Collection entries

***

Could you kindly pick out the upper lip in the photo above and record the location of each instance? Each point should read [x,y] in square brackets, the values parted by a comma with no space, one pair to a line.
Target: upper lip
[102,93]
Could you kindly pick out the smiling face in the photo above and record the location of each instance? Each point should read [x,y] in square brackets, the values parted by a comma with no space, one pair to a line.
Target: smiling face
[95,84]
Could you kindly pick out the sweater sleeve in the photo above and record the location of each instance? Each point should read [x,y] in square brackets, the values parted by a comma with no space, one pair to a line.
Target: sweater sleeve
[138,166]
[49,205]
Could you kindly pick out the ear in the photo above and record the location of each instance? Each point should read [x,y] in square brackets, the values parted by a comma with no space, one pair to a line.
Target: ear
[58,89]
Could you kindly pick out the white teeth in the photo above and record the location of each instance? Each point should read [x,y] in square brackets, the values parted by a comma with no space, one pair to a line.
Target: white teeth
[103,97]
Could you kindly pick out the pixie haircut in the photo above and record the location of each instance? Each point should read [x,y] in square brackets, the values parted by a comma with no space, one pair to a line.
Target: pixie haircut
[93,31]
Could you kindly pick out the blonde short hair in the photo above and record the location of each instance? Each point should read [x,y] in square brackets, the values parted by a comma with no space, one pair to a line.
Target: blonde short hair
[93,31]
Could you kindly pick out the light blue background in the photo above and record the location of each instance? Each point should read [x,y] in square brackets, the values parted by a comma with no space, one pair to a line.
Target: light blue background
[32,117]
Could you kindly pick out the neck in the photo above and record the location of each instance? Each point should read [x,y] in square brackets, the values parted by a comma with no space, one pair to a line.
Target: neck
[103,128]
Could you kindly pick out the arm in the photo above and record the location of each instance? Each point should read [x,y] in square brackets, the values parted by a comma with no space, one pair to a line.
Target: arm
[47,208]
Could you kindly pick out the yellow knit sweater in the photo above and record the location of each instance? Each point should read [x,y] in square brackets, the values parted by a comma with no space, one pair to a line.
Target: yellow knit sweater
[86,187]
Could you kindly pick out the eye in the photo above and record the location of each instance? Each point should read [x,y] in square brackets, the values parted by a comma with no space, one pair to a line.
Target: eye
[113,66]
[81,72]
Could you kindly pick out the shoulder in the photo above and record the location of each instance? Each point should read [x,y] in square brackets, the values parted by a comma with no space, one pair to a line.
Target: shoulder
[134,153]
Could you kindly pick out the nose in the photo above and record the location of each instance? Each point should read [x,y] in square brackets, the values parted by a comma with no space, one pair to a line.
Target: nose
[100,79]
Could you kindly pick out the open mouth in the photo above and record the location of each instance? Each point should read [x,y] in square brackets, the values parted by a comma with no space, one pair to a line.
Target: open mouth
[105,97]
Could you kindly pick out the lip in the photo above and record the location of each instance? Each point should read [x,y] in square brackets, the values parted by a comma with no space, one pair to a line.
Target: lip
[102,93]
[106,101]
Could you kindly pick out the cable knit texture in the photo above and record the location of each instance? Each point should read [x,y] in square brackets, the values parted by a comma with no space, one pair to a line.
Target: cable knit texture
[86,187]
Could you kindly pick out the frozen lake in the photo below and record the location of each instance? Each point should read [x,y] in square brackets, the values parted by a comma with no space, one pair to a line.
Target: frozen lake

***

**TASK INSTRUCTIONS:** Copy each line of the data that contains the word "lake", leaving the other lines out.

**COMPLETED TASK:**
Could you kindly pick out the frozen lake in the photo below and record the location of each instance? Each point should read [x,y] in square brackets, the values parted by a comma with no space, one pair to a line.
Target: frozen lake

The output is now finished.